- BRIEF:
Copy out all of the records below word for word, leaving every line unchanged.

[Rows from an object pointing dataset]
───

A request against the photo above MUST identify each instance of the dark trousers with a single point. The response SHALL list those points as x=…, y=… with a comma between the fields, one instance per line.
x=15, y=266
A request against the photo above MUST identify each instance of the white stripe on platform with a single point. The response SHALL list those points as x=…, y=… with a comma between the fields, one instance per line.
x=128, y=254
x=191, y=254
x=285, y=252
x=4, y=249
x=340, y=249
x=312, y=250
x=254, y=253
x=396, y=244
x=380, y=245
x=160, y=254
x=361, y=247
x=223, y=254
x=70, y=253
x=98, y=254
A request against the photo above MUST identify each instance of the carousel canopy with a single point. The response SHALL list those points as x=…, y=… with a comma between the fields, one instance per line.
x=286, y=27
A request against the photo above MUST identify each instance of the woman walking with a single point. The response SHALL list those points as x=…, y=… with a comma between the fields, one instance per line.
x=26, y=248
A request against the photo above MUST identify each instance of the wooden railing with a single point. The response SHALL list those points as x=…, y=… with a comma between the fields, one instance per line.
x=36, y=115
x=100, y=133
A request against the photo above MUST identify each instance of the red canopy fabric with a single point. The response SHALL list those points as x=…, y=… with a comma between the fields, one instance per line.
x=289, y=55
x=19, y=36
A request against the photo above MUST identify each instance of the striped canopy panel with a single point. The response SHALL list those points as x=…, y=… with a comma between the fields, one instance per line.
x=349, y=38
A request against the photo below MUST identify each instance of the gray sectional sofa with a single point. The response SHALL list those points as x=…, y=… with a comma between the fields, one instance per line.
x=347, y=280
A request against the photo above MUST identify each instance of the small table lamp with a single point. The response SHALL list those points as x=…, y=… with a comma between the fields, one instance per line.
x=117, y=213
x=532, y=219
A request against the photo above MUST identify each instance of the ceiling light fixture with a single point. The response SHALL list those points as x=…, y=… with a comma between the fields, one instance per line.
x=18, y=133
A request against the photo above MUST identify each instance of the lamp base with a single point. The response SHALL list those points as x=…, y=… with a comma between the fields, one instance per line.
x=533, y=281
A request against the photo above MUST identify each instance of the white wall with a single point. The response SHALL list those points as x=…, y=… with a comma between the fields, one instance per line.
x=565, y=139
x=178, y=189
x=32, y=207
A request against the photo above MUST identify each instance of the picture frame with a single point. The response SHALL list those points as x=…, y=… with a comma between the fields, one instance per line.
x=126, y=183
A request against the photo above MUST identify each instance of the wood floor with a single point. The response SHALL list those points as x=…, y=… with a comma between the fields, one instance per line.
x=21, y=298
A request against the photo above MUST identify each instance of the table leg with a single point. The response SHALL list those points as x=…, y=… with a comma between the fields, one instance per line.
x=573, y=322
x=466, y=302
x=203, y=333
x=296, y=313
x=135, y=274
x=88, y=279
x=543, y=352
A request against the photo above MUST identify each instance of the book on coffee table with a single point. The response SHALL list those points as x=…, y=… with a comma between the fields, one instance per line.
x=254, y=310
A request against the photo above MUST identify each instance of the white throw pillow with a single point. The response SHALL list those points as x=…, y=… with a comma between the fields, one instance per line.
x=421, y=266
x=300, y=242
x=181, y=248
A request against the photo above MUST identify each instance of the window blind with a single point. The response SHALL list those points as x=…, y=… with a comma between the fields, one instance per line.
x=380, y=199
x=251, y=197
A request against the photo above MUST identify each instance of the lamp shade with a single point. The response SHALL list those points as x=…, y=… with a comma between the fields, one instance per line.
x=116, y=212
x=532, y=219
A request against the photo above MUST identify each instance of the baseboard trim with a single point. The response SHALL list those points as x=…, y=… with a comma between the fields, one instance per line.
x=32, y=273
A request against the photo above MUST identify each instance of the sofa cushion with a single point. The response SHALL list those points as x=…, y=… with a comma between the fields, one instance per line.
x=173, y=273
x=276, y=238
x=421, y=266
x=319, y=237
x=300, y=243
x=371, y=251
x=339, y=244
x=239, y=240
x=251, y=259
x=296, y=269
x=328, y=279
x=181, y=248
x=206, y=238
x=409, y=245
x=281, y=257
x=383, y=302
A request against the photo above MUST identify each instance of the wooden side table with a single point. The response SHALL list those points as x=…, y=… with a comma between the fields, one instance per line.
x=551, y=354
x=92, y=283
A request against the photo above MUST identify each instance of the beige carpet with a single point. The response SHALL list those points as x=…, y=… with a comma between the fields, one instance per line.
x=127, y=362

───

- FINISHED TASK:
A request against the photo above MUST identify each instance of the dark trousers with a single point. The response SHALL list those points as x=…, y=… with a comma between the fields, one instance per line.
x=15, y=266
A request against the photo above MUST identify each instance of the white stripe on platform with a single point. The response SHALL list those points as x=…, y=… with a comma between the fields, one instance per line.
x=128, y=254
x=191, y=254
x=285, y=252
x=4, y=249
x=340, y=249
x=312, y=250
x=254, y=253
x=396, y=244
x=380, y=245
x=160, y=254
x=361, y=247
x=223, y=254
x=70, y=253
x=98, y=254
A request against the photo above MUST identify each instance of the carousel canopy with a single point. The response SHALL list those points as x=…, y=… with a comma between the fields, one instance per line.
x=286, y=27
A request against the photo above MUST identify each instance of the woman walking with a single point. The response SHALL list those points as x=…, y=… with a comma between the fields, one instance per line.
x=26, y=248
A request against the photo above MUST identify each instance of the wooden railing with a single point. The response SHALL list those points as x=…, y=… with a comma between the fields, one instance per line.
x=36, y=115
x=100, y=133
A request against the photo above MUST identify each instance of the red canopy fabric with a single point. The response SHALL list those points as x=…, y=… with a comma between the fields, one instance per line.
x=289, y=55
x=19, y=36
A request against the photo above MUST identify each instance of the striped canopy panel with a single point. The response SHALL list those points as x=…, y=… with a comma between the fields, one instance per line.
x=349, y=38
A request against the photo below MUST identify each instance of the gray sectional sofa with a single point. The response SHALL list those points as x=…, y=… with a comma between the fields, one instance per line.
x=347, y=280
A request against the photo above MUST identify each instance of the small table lamp with a single point. The response SHALL list those points as x=…, y=… with a comma between the fields, one instance per line.
x=117, y=213
x=532, y=219
A request against the photo above MUST identify each instance of the ceiling light fixture with a single point. The response SHALL list those points as x=…, y=… with a comma between the fields, one instance per line.
x=18, y=133
A request against the photo above MUST identify each instance of the lamp base with a single point. The response SHALL list those points as x=…, y=… with a comma between the fields, one instance per line.
x=533, y=281
A request against the photo above MUST identify each instance of the white wall with a single point. The response SHALL list those points as x=…, y=… with a comma between the fields, one instance per line.
x=565, y=139
x=178, y=189
x=32, y=207
A request against the photo above MUST identify each instance of the picture frame with a single point. The response SHALL list those points as x=…, y=… with a comma between the fields, one instance per line.
x=126, y=183
A request against the photo above MUST identify each instance of the wood floor with a single point. The response SHALL list those points as x=…, y=… with a comma between the fields, one instance per line.
x=21, y=298
A request against the photo above MUST identify each instance of the table leg with a single point. The response SHALL list those points as x=…, y=… with a comma between the fields, one instance per line.
x=573, y=322
x=466, y=302
x=203, y=333
x=296, y=313
x=135, y=274
x=88, y=279
x=543, y=352
A request against the photo above MUST identify each instance of the book on coffee table with a single point. The response SHALL list those points as x=…, y=… with a comma between the fields, one instance per line.
x=254, y=310
A request against the photo above MUST identify each instance of the white throw pillow with a single point. The response SHALL list those points as x=…, y=… with a comma between the fields, one instance per line.
x=421, y=266
x=300, y=242
x=181, y=248
A request against the photo above MUST identify each instance of the window blind with a single point. The response SHALL list those points as x=…, y=… with a comma between the fields, one instance per line.
x=380, y=199
x=251, y=197
A request against the photo above MUST identify each instance of the lamp shade with a single point. The response SHALL list those points as x=…, y=… with a comma between the fields, one instance per line.
x=116, y=212
x=532, y=219
A request against the photo above MUST identify each instance of the baseboard trim with a single point. The response SHALL list those points as x=…, y=… with a comma between the fields, one instance per line.
x=32, y=273
A request against the photo above MUST identify each instance of the sofa cushion with a single point. The response SHALL list those points as x=…, y=… with a comma between the fields, one instance per line.
x=173, y=273
x=276, y=238
x=421, y=266
x=319, y=237
x=300, y=243
x=371, y=251
x=339, y=244
x=239, y=240
x=251, y=259
x=296, y=269
x=328, y=279
x=181, y=248
x=206, y=238
x=409, y=245
x=281, y=257
x=383, y=302
A request against the photo above MUST identify each instance of the wooden side table with a single point. The response SHALL list those points as x=…, y=… with a comma between the fields, one instance per line.
x=551, y=354
x=92, y=283
A request against the photo above MUST identify each instance of the beige carpet with a single point. The response SHALL list those points as x=…, y=… with a comma between the fields, one instance per line.
x=127, y=362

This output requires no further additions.